Registros de un conjunto de datos:
____

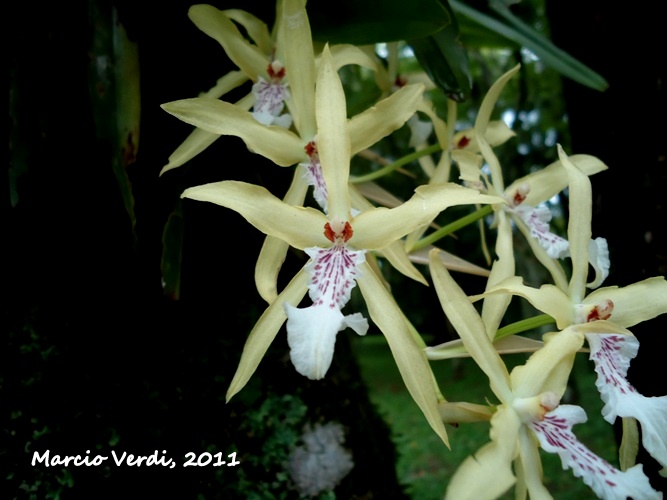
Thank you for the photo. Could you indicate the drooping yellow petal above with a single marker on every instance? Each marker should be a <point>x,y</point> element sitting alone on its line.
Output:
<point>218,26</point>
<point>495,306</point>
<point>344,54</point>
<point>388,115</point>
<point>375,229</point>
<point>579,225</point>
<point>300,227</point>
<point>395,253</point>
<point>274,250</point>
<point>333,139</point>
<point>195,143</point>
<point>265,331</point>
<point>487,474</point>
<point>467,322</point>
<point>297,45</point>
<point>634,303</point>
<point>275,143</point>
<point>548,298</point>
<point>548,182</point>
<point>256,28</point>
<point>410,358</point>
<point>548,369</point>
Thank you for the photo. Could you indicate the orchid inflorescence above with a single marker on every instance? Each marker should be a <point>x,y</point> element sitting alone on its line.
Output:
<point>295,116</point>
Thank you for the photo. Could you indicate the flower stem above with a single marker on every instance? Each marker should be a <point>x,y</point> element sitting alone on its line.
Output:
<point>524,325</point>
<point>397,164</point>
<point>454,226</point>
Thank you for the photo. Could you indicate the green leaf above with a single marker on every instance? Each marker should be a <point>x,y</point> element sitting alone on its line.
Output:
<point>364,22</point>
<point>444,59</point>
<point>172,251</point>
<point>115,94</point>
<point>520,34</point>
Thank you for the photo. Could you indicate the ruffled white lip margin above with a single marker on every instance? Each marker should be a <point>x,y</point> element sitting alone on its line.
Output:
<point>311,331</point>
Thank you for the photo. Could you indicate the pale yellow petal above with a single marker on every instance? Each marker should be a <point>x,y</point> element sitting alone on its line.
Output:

____

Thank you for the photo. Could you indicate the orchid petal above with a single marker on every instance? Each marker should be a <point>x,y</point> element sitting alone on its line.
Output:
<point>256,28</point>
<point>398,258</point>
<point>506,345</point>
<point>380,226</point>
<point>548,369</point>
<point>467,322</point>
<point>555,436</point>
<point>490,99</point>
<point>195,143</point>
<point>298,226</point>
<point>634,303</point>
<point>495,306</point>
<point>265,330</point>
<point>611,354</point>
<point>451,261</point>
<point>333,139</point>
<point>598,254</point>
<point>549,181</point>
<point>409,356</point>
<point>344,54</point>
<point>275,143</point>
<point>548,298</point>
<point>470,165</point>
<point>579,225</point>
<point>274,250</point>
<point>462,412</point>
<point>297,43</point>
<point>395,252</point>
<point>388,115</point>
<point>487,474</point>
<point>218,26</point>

____

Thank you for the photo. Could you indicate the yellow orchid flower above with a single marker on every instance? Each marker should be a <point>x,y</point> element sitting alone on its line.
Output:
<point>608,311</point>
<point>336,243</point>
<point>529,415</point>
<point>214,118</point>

____

Añade -84 a cada número de las coordenadas de las respuestas y reescribe esas líneas de los registros, incluidas las peticiones. Empieza en la línea que contiene "the orchid inflorescence" y termina tras la que contiene "<point>295,116</point>".

Thank you for the photo. Could you indicate the orchid inflorescence above with a single marker on every instance? Each marker should be a <point>x,y</point> element sitting alone on its line.
Output:
<point>211,32</point>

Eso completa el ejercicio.